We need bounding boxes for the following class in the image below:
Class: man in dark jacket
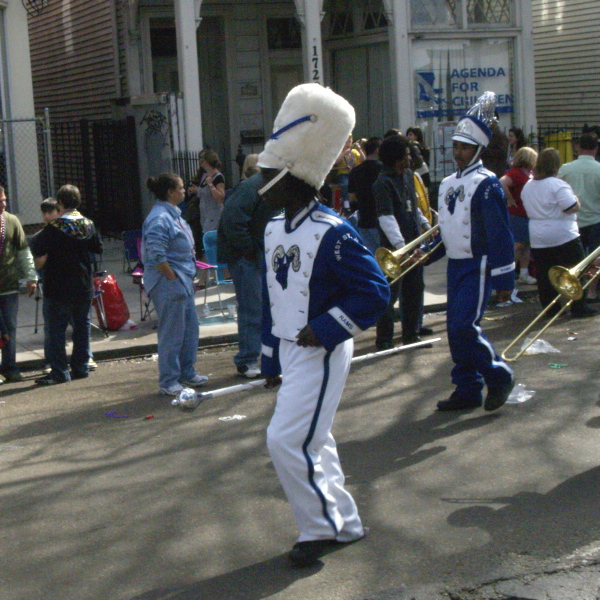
[216,173,279,377]
[373,135,430,348]
[30,184,103,385]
* * * * * * *
* **Your objective**
For each entry, repeat its text exactly and leave out any picture it holds.

* **Task output**
We need bounding boxes for the following class in the image below:
Class: man in dark jacket
[216,173,279,377]
[373,135,430,348]
[30,184,103,385]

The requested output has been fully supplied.